Data items:
· · · ·

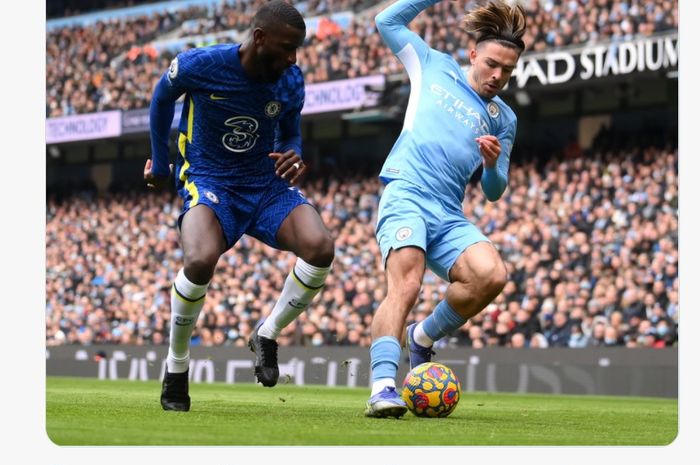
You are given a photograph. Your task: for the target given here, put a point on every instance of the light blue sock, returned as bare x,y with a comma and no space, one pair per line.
442,321
385,354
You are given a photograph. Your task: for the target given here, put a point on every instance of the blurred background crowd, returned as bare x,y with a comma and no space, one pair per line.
115,63
590,243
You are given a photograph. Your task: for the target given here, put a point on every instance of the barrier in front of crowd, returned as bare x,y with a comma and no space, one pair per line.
594,371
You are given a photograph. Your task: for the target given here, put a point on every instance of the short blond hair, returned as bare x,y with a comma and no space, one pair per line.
498,20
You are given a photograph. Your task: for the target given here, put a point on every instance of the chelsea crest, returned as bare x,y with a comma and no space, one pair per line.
273,108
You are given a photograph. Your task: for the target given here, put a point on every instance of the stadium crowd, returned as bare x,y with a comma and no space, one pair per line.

· · · ·

Copy the data from the line containing "of the short" through the end, substituting "occurrence" for each "instance" and leaving everything else untouched.

● Exercise answer
You are given a photograph. Your task: for the target given here, put a point on every occurrence of the short blond hair, returned as bare x,y with a comma and no space, one pair per line.
498,20
You are given a photograph. Your task: for the target given here, put a point on every occurrence of the chelsea crest, returned as bare x,y with a comma and no space, one pair per line.
273,108
You are given a photograph. Your task: for the target given here, put a point on every occurrence of the stadium crowd, returned as bare x,y with a comma and no space, one pair per line.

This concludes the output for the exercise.